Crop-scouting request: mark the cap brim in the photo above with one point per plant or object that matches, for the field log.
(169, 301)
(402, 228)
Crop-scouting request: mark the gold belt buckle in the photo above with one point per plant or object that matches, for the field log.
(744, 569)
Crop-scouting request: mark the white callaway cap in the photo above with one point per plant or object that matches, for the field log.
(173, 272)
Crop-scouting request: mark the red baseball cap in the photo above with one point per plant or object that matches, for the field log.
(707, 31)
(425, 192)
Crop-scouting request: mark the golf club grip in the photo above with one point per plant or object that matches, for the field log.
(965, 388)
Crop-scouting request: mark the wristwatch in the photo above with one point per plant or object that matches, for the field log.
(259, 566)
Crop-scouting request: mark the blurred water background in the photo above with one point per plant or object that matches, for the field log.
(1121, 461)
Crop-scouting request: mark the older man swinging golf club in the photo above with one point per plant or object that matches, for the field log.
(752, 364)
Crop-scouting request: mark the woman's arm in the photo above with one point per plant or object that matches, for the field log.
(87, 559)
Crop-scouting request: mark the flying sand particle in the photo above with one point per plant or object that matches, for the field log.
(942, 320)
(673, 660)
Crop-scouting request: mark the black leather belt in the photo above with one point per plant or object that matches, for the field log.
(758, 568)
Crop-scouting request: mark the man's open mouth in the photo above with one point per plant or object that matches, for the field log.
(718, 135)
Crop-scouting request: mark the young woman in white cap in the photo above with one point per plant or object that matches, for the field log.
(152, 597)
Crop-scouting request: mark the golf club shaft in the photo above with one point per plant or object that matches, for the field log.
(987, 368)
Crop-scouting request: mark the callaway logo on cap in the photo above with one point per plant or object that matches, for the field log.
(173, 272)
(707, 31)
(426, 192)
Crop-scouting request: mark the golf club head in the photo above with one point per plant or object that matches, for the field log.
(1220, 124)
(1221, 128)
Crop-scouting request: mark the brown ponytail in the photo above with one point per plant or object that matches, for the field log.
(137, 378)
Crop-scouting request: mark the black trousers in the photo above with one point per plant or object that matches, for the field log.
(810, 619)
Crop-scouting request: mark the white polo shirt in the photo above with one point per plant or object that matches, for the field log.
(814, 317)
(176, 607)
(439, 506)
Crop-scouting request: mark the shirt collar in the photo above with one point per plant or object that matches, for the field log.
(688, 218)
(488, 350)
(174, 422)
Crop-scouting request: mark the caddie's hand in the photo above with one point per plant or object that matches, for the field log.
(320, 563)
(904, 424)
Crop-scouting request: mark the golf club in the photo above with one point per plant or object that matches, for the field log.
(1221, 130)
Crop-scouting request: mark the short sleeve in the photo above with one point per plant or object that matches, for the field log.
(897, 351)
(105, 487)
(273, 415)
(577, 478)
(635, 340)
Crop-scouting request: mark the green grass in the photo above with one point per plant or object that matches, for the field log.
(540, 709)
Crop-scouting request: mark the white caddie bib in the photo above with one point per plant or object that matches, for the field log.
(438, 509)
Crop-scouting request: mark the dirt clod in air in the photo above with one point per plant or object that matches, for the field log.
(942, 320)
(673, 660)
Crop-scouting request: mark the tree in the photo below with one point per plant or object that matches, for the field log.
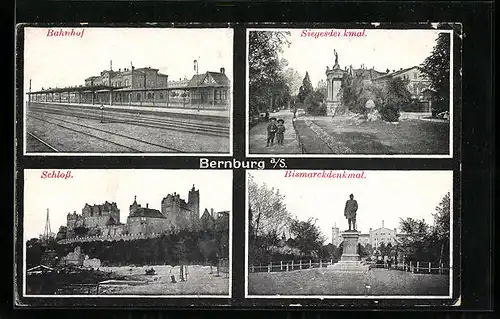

What to do:
Could you restate every record above word for word, dropping the pictures?

Exercise solution:
Crop-scouting request: mark the cap brim in the photo above with one point per plant or object that matches, for the field log.
(169, 301)
(402, 228)
Crop-scouting request: mark the gold belt buckle in the photo above with one point per plant or object that matches, for the field log.
(744, 569)
Crop-scouting request: mark the white callaway cap in the photo above with one point per plant or object that matches, for the field log.
(173, 272)
Crop-scouting request: mark the red baseball cap in the photo above with one point per plant or object that matches, for the field log.
(707, 31)
(425, 192)
Crop-scouting request: mark the golf club grip in the photo above with one point per plant or object that matches, for the field log.
(965, 388)
Crop-scouting request: mark the wristwatch in the photo above with one point per plant or object that matches, for the field log.
(259, 566)
Crop-scouting request: mark the blurred water background in the photo above with one point per plant or object that matches, for the field log.
(1121, 461)
Crop-scouting request: mark the older man swinging golf club in the photo above with one point per plant or object that matches, for the field log.
(752, 364)
Crop-scouting request: mark the woman's arm in the photo above with one point per plant or object that matches, for the field log.
(87, 559)
Crop-scouting request: mark the flying sand particle in the photo above with one point per plant or object that matches, for the field log.
(942, 320)
(673, 660)
Crop-scouting request: mark the black leather belt in the photo above with one point per plant or object that matches, for the field log.
(758, 568)
Crop-scouting request: mark the man's open mouth in the photo above with one point per plant or object that matches, for the field log.
(718, 135)
Crop-scouting request: mark the young woman in white cap in the photo above with one point per plant or object that matches, for the field log.
(152, 597)
Crop-scouting request: mark the golf club shaft in the photo above with one point per plant or object that matches, for the field log.
(987, 368)
Crop-scouting request: mark the callaway logo on cap in the photo above with one point per plant or object that matches, for the field log.
(173, 272)
(707, 31)
(426, 192)
Crop-scouting request: mark the golf club head in the photo above with one point per plant or object that matches, for the field log.
(1220, 124)
(1221, 128)
Crop-scouting request: mark the brown ponytail in the photo above with one point per plant or object that matches, for the field log.
(137, 378)
Crop-scouting request: mark the black trousers in the photo above with one point per plant or object that matches, for the field log.
(810, 619)
Crop-scouting request: mark the white polo shirt in the photo above with one point per plant or object that matches, for the field log.
(814, 317)
(176, 607)
(439, 506)
Crop-scouting request: mark the shirt collar in the photo above with one point per plant or object that matches, for the field log.
(688, 218)
(488, 350)
(174, 422)
Crop-scouting request: mark the caddie's hand in the photo above with one point per plant or object that matches, for the field log.
(320, 563)
(904, 424)
Crop-scouting request: mark the golf club in the photo above with one point per plant or object that matches, for the field log.
(1221, 130)
Crop-scouting request: mark the short sleeve in the photo above with one point per plant or object that matches, for the field log.
(897, 351)
(105, 487)
(273, 415)
(577, 478)
(635, 340)
Crop-scouting request: mark the green grass in the photo above with one point per plant or object that matches, for the field log.
(540, 709)
Crop-scouting request: mark the white caddie bib in the photo above with one point per plant or object that matches, for the field log.
(438, 509)
Crop-scouting request: mark the dirt clod in air in the photo above with one point per plant or object that matches, for the field log.
(942, 320)
(673, 660)
Crop-scouting request: mark the tree in the photo below with one point per plant or object that matches, for the field log.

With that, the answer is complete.